▶ Records for the task
==============================

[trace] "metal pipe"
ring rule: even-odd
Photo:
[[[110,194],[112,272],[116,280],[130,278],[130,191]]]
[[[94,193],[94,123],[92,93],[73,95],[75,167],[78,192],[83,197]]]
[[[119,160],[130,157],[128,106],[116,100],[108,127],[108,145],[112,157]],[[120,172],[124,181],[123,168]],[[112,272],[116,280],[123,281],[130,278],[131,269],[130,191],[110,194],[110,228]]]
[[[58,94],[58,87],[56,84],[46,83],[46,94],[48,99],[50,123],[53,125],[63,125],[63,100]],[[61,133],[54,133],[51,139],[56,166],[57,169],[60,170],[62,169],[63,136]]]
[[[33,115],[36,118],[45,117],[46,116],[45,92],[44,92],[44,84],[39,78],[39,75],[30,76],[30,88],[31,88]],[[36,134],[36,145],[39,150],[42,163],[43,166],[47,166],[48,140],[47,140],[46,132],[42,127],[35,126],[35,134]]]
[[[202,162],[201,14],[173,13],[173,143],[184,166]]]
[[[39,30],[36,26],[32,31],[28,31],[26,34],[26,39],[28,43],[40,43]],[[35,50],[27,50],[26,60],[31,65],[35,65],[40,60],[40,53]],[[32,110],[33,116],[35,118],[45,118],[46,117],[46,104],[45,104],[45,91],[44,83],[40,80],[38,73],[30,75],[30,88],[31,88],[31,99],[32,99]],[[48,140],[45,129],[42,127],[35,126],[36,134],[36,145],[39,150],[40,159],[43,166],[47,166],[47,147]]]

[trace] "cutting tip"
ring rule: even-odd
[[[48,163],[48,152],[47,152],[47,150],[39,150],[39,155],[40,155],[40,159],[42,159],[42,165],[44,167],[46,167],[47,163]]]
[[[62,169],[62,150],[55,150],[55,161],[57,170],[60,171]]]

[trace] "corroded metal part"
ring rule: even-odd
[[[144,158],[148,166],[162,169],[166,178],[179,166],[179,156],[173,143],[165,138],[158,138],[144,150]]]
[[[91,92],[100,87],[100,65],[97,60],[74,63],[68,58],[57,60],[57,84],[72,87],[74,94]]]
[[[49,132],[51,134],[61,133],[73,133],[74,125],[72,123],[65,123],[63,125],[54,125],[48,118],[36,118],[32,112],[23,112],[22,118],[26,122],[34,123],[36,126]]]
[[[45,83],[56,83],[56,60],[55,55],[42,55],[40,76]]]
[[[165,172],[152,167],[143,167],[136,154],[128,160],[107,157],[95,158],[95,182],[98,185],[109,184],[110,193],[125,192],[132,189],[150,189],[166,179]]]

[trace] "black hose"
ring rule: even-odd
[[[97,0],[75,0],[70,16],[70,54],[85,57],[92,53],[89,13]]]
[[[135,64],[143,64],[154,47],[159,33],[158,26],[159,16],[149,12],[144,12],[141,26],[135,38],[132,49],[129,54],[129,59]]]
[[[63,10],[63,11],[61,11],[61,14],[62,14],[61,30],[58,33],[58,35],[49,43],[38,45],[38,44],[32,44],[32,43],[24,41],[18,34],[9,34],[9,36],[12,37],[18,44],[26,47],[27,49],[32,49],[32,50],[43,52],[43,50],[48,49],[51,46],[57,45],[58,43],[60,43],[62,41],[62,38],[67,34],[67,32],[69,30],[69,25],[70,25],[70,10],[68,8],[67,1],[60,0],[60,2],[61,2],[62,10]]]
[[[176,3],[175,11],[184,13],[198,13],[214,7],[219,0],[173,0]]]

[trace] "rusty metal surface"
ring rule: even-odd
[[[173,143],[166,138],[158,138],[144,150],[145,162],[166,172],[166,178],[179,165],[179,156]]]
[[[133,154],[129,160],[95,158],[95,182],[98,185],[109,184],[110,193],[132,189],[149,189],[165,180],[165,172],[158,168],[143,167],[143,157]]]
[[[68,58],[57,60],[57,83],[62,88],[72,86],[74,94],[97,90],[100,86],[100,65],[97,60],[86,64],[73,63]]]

==============================

▶ Set task
Repeat all of the data above word for word, with no changes.

▶ Task response
[trace] "metal pipe"
ring rule: even-odd
Photo:
[[[110,194],[112,272],[116,280],[130,278],[130,191]]]
[[[94,193],[94,123],[92,93],[73,95],[75,167],[78,192],[83,197]]]
[[[119,160],[130,157],[128,106],[116,100],[108,127],[108,145],[112,157]],[[120,172],[124,181],[123,168]],[[112,272],[116,280],[123,281],[130,278],[131,269],[130,191],[110,194],[110,228]]]
[[[58,94],[58,87],[56,84],[46,83],[46,94],[48,99],[50,123],[53,125],[63,125],[63,100]],[[61,133],[54,133],[51,139],[56,166],[57,169],[60,170],[62,169],[63,136]]]
[[[33,115],[36,118],[45,117],[46,116],[45,92],[44,92],[44,84],[39,78],[39,75],[30,76],[30,88],[31,88]],[[36,134],[36,145],[39,150],[42,163],[43,166],[47,166],[48,140],[47,140],[46,132],[42,127],[35,126],[35,134]]]
[[[202,162],[201,14],[173,13],[173,143],[184,166]]]
[[[39,30],[36,26],[32,31],[28,31],[26,34],[26,39],[28,43],[40,43]],[[35,50],[27,50],[26,60],[31,65],[35,65],[40,60],[40,53]],[[32,110],[33,116],[35,118],[45,118],[46,117],[46,104],[45,104],[45,91],[44,83],[40,80],[38,73],[30,75],[30,88],[31,88],[31,99],[32,99]],[[48,140],[45,129],[42,127],[35,126],[36,134],[36,145],[39,150],[40,159],[43,166],[47,166],[47,147]]]

[trace] "cutting tip"
ring rule: even-odd
[[[48,163],[48,152],[47,152],[47,150],[39,150],[39,155],[40,155],[40,159],[42,159],[42,165],[44,167],[46,167],[47,163]]]
[[[62,169],[62,150],[55,150],[55,161],[57,170],[60,171]]]

[trace] "corroded metal part"
ring rule: even-odd
[[[144,158],[148,166],[162,169],[166,178],[179,166],[179,156],[173,143],[165,138],[158,138],[144,150]]]
[[[91,92],[100,87],[100,65],[97,60],[74,63],[68,58],[57,60],[57,84],[72,87],[74,94]]]
[[[49,132],[51,134],[61,133],[73,133],[74,125],[72,123],[65,123],[63,125],[54,125],[48,118],[36,118],[32,112],[23,112],[22,118],[26,122],[34,123],[36,126]]]
[[[45,83],[56,83],[56,60],[55,55],[42,55],[40,76]]]
[[[165,172],[152,167],[143,167],[136,154],[128,160],[107,157],[95,158],[95,182],[98,185],[109,184],[110,193],[125,192],[132,189],[150,189],[166,179]]]

[trace] "black hose"
ring rule: even-odd
[[[97,0],[75,0],[70,16],[70,54],[85,57],[92,53],[89,13]]]
[[[135,64],[143,64],[154,47],[159,33],[158,26],[159,16],[149,12],[144,12],[141,26],[135,38],[132,49],[129,54],[129,59]]]
[[[63,10],[63,11],[61,11],[61,14],[62,14],[61,30],[58,33],[58,35],[49,43],[38,45],[38,44],[32,44],[32,43],[24,41],[18,34],[9,34],[9,36],[12,37],[18,44],[26,47],[27,49],[32,49],[32,50],[43,52],[43,50],[48,49],[51,46],[57,45],[58,43],[60,43],[62,41],[62,38],[67,34],[67,32],[69,30],[69,25],[70,25],[70,10],[68,8],[67,1],[60,0],[60,2],[61,2],[62,10]]]
[[[176,3],[175,11],[184,13],[198,13],[214,7],[219,0],[173,0]]]

[trace] "rusty metal surface"
ring rule: even-odd
[[[173,143],[166,138],[158,138],[144,150],[145,162],[166,172],[166,178],[179,165],[179,156]]]
[[[133,154],[129,160],[95,158],[95,182],[98,185],[109,184],[110,193],[132,189],[149,189],[165,180],[165,172],[158,168],[143,167],[143,157]]]
[[[68,58],[57,60],[57,83],[62,88],[72,86],[74,94],[97,90],[100,86],[100,65],[97,60],[86,64],[73,63]]]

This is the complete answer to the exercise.